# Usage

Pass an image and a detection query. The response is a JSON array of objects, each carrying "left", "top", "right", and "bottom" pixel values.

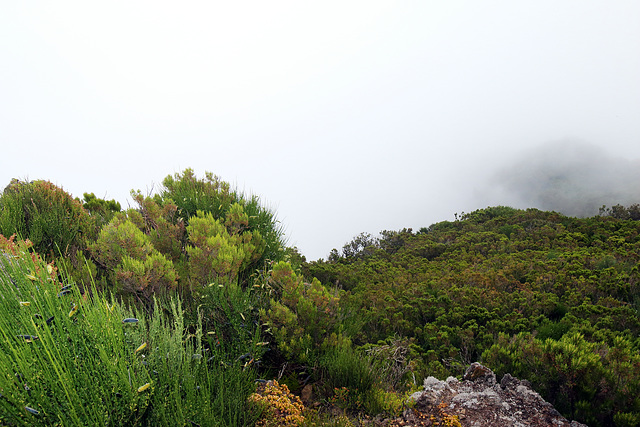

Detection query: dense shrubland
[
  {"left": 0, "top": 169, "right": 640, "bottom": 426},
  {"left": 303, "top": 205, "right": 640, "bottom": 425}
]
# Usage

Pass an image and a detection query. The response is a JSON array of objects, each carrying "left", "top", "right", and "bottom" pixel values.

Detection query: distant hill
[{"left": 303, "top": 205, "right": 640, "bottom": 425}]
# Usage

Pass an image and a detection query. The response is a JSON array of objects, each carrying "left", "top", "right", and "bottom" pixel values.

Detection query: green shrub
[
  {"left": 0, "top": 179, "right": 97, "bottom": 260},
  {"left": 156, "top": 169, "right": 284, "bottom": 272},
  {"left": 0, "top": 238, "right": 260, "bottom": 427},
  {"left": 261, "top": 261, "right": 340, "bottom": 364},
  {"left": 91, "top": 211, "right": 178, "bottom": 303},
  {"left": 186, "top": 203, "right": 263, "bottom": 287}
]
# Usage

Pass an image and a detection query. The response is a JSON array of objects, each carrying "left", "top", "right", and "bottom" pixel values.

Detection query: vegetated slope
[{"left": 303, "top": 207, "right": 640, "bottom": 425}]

.....

• Your instructions
Swap "pixel values" for "pixel coordinates" in every one of the records above and write them out again with nothing else changed, leaving the pictures out.

• Full solution
# Usage

Pass an image and a detection query. The response is a JSON array of objects, each carrying "left", "top", "right", and "bottom" pixel coordinates.


Detection query: dense shrubland
[
  {"left": 0, "top": 169, "right": 640, "bottom": 426},
  {"left": 303, "top": 205, "right": 640, "bottom": 425}
]
# Usage

Pass an image and a detection query. The response is a JSON array of objects, each carrying "left", "top", "right", and "bottom" pixel coordinates.

Detection query: distant hill
[{"left": 303, "top": 205, "right": 640, "bottom": 425}]
# Usage

Pass an image and a detection query. The response is a JSON array of objects, each carrying "left", "top", "right", and "bottom" pixel coordinates.

Detection query: green shrub
[
  {"left": 0, "top": 179, "right": 97, "bottom": 260},
  {"left": 156, "top": 169, "right": 284, "bottom": 272},
  {"left": 0, "top": 238, "right": 260, "bottom": 427},
  {"left": 261, "top": 261, "right": 340, "bottom": 364},
  {"left": 91, "top": 211, "right": 178, "bottom": 303},
  {"left": 186, "top": 203, "right": 263, "bottom": 287}
]
# Usage

Pass an image and a detection query. The response is a JSON array of objects, each carrying "left", "top", "right", and "bottom" pixel coordinates.

Detection query: vegetated slope
[{"left": 303, "top": 207, "right": 640, "bottom": 425}]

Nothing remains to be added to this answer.